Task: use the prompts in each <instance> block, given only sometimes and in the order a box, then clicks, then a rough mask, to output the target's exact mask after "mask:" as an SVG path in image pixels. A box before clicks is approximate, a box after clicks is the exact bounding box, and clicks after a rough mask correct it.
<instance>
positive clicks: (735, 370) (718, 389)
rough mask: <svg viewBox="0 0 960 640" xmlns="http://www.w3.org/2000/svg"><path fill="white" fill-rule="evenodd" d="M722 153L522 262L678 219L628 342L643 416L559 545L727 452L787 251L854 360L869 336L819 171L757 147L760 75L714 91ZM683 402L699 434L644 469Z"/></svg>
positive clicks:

----------

Task to carry out
Reproduce every line of the records above verbatim, from start to finish.

Output for this task
Task: use the prompts in each <instance> block, given only sometimes and in the order a box, then clicks, then a rough mask, to output the target's exact mask after "mask:" as an SVG path in image pixels. A box before clicks is approximate, a box after clicks is the exact bounding box, and clicks after a rough mask correct it.
<instance>
positive clicks: (735, 370) (718, 389)
rough mask: <svg viewBox="0 0 960 640" xmlns="http://www.w3.org/2000/svg"><path fill="white" fill-rule="evenodd" d="M722 153L522 262L678 219L628 342L643 416L559 545L727 452L787 251L854 360L869 336L819 171L757 147L760 75L714 91ZM683 402L699 434L644 469Z"/></svg>
positive clicks:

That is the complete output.